• Text segment
+++

We are glad to announce shiny new release of BackgrounDRb, which will
soon become 1.0.
A quick summary of changes:
BackgrounDRb is no londer DRb, its based on event driven network
programming library packet ( http://www.packet.googlecode.com ) .
Since we moved to packet, many nasty thread issues, result hash
corruption issues are totally gone. Lots of work has went in
making scheduler rock solid stable.
Each worker, still runs in its own process, but each worker has a
event loop of its own and all the events are triggered by the internal
reactor loop. In a nutshell, you are not encouraged to use threads
in your workers now. All the workers are already concurrent, but you
are encouraged to use co-operative multitasking, rather than
pre-emptive. A simple example is,
For implement something like progress bar in old version of bdrb, you
would:
start your processing a thread (so as your worker can receive
further request from rails ) and have a instance
variable ( protected by mutex ) which is updated on progress and
can be send to rails.
With new backgroundrb, progrss bar would be:
process your damn request and just use register_status() to
register status of your worker. Just because
you are doing some processing won’t mean that your worker will
block. It can still receive requests from rails.
Now, you can schedule mulitple methods with their own triggers.

+++

• Data extract
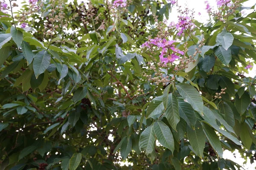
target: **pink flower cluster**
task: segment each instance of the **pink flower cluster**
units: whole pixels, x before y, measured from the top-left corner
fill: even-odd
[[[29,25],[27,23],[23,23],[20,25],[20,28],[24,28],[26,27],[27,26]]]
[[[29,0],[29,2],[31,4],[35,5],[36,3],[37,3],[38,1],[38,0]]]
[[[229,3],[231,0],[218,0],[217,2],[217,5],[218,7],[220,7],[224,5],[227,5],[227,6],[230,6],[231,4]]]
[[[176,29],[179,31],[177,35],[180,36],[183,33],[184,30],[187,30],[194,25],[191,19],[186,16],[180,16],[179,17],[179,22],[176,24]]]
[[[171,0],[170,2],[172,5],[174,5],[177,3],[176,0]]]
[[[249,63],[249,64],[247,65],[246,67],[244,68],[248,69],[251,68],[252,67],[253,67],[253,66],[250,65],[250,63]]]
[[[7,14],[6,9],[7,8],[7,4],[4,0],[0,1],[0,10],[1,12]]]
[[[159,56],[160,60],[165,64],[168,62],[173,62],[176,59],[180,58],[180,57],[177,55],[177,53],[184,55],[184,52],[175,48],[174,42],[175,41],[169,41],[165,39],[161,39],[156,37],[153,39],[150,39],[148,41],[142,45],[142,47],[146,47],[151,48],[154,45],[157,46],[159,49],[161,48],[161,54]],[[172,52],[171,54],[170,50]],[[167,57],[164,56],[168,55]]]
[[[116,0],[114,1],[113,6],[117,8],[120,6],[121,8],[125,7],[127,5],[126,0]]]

+++

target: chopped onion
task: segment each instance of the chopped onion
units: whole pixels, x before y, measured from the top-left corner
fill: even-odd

+++

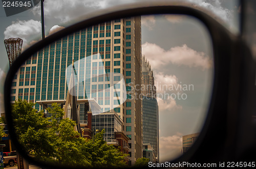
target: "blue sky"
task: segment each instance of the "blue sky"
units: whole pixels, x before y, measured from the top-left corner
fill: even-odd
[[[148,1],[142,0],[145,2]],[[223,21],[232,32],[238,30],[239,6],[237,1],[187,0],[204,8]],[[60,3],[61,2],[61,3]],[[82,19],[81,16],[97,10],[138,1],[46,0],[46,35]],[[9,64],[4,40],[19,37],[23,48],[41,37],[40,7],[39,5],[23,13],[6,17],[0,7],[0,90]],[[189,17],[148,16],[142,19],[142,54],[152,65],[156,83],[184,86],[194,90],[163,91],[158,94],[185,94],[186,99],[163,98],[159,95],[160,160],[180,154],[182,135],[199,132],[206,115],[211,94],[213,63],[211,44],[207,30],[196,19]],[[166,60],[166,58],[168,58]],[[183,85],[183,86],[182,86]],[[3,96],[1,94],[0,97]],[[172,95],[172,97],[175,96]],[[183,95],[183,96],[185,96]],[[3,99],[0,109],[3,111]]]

+++

• Written tasks
1) For each of the following statements, state whether it agrees with the BackgrounDRb release announcement, answering yes or no and quoting the words of the announcement that decide it: (a) Each worker runs in its own process. (b) The new release encourages the use of threads in workers. (c) The release being announced is already version 1.0.
2) Reproduce word for word the stretch of the BackgrounDRb release announcement from "We are glad" through "rock solid stable.".
3) According to the BackgrounDRb release announcement, which function should a worker use to register its status in the new version?

• Answers for the exercise
1)
(a) Yes: "Each worker, still runs in its own process"
(b) No: "you are not encouraged to use threads in your workers now"
(c) No: "which will soon become 1.0"

2)
We are glad to announce shiny new release of BackgrounDRb, which will
soon become 1.0.
A quick summary of changes:
BackgrounDRb is no londer DRb, its based on event driven network
programming library packet ( http://www.packet.googlecode.com ) .
Since we moved to packet, many nasty thread issues, result hash
corruption issues are totally gone. Lots of work has went in
making scheduler rock solid stable.

3) register_status()